Task details
Report each line of the material that contains the string "striped", reproducing every such line in full. The match is case-sensitive.

Entries provided
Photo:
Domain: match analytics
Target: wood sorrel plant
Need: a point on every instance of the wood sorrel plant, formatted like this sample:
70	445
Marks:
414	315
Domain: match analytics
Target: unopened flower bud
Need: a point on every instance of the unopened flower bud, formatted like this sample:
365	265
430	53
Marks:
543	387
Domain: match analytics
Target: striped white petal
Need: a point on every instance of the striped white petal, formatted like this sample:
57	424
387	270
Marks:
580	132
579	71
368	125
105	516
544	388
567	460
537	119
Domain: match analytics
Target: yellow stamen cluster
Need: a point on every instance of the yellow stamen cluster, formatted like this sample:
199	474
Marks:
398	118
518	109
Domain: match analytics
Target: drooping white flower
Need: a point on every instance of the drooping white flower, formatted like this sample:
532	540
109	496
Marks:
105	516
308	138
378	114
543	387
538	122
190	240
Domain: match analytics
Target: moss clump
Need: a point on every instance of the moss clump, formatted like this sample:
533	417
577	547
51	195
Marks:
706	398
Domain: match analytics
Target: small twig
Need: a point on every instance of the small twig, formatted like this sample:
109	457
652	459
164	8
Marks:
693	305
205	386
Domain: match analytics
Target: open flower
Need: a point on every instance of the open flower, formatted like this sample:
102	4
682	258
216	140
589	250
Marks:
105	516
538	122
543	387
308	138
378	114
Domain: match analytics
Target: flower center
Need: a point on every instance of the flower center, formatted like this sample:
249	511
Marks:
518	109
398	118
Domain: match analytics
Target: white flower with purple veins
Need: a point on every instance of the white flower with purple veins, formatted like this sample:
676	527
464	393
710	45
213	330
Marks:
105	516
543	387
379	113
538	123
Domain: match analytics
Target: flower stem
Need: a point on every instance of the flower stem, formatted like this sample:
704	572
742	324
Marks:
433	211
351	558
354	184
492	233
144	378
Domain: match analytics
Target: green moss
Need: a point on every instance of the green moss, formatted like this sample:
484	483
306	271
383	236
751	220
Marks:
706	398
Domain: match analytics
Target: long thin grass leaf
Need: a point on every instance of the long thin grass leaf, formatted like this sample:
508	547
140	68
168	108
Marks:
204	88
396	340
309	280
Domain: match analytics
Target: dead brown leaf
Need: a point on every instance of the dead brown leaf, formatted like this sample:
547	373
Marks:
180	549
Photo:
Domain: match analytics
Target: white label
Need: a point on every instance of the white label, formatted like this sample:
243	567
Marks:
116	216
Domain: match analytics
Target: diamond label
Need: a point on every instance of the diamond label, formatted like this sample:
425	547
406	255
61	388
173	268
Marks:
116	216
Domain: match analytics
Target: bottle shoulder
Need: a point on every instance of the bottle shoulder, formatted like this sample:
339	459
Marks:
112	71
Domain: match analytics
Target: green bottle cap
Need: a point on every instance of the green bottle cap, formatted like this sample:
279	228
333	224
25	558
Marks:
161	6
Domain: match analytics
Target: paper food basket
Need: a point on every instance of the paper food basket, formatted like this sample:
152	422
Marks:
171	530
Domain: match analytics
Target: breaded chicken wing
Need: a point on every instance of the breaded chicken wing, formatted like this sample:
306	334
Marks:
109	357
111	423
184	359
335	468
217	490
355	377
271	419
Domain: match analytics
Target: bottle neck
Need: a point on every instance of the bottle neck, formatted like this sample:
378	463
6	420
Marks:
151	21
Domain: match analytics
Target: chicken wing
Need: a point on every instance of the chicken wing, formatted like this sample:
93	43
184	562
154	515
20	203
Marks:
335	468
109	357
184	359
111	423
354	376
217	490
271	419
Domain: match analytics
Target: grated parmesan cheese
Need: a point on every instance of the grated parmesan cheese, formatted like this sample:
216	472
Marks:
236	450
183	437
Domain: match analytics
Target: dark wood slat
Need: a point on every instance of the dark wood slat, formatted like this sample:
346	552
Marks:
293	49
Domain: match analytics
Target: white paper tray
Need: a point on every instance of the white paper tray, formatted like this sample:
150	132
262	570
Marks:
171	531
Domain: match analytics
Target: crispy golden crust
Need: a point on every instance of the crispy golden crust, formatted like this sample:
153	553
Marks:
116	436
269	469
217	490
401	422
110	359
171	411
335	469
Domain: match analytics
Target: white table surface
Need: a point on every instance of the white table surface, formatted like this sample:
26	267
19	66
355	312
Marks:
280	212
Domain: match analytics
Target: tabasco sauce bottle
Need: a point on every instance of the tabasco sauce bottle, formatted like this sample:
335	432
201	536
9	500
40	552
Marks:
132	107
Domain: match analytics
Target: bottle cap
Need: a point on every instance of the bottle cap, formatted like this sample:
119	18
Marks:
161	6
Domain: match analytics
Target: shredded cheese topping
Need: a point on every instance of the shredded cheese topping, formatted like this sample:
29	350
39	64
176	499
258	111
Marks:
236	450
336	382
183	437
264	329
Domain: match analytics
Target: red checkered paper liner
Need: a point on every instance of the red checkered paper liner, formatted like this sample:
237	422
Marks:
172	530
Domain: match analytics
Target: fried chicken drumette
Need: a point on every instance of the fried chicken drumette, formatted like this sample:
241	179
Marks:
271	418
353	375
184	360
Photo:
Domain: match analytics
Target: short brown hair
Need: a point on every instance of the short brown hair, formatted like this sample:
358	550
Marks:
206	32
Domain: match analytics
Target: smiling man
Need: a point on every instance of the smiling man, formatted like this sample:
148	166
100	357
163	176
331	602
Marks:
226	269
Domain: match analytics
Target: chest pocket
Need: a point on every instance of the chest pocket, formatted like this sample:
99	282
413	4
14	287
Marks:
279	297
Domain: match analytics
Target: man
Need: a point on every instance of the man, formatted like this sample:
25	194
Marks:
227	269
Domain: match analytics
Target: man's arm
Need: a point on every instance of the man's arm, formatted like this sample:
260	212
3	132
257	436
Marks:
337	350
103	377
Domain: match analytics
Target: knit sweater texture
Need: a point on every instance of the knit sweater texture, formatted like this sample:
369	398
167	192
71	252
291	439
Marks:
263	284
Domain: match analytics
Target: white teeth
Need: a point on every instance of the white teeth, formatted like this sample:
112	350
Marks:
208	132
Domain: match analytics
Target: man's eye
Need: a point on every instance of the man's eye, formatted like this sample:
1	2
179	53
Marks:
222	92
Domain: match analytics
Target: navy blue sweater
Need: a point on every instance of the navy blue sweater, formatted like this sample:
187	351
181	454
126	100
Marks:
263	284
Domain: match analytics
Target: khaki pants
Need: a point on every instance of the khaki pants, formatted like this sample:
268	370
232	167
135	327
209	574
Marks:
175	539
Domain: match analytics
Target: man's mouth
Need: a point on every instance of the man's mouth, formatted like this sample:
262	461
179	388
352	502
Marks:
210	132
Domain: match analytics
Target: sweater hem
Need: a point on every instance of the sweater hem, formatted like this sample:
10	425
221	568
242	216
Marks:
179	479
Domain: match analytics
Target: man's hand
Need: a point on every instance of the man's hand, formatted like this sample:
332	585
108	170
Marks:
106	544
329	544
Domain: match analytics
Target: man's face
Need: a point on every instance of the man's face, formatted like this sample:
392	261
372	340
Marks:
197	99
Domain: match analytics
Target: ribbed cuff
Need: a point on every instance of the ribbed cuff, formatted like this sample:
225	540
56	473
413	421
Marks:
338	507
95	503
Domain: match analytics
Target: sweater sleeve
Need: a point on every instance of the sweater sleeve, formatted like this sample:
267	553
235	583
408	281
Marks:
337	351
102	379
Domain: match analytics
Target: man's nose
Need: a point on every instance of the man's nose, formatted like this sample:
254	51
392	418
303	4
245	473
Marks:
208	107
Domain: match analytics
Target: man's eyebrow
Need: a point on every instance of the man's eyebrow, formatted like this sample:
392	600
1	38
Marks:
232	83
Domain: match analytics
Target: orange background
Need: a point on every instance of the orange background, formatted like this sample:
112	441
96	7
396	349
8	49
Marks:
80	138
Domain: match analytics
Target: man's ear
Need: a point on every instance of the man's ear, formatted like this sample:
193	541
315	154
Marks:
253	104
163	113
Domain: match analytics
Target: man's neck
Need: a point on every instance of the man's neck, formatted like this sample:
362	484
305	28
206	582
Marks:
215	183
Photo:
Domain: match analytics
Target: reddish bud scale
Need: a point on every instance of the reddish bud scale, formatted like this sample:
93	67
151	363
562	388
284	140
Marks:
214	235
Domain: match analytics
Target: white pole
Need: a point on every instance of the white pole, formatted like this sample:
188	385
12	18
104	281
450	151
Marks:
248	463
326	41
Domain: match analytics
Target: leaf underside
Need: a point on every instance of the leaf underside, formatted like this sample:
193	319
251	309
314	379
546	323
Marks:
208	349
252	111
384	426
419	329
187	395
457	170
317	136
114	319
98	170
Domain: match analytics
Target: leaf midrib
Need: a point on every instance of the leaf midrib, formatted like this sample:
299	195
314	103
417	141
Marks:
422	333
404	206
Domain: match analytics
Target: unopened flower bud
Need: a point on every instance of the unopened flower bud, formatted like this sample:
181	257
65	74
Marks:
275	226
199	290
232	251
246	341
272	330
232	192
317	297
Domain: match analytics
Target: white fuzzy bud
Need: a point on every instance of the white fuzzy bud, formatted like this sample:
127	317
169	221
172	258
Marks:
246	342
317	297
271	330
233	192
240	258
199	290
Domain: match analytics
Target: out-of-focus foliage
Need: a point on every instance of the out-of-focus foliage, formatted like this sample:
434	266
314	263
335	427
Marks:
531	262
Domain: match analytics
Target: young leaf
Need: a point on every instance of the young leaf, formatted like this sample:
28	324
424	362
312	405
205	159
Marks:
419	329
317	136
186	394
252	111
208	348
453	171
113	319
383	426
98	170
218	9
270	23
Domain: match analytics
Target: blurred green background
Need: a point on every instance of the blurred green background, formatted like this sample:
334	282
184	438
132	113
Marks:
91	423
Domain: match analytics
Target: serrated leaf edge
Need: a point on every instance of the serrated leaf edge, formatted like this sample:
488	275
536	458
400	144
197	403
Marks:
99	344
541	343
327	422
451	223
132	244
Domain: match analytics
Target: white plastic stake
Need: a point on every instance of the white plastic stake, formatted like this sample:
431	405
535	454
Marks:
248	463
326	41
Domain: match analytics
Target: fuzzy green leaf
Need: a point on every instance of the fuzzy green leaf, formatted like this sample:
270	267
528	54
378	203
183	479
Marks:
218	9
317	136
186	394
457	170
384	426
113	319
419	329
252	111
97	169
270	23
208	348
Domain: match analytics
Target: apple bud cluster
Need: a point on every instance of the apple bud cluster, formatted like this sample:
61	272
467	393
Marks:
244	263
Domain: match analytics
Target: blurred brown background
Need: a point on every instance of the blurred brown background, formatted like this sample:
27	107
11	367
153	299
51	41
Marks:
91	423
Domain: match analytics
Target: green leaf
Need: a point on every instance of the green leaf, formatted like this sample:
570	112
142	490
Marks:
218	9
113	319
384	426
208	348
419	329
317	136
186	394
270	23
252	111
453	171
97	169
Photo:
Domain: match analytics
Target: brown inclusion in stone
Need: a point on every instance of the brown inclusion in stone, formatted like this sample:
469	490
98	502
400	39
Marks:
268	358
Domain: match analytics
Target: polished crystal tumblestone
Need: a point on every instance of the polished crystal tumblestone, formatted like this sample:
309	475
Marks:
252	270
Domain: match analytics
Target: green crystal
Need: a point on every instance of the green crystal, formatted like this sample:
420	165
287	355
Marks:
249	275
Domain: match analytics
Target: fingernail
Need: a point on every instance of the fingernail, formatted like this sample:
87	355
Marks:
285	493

Reply to the exercise
Target: striped white petal
Need: a point on every instance of the striped white petal, formatted like this sample:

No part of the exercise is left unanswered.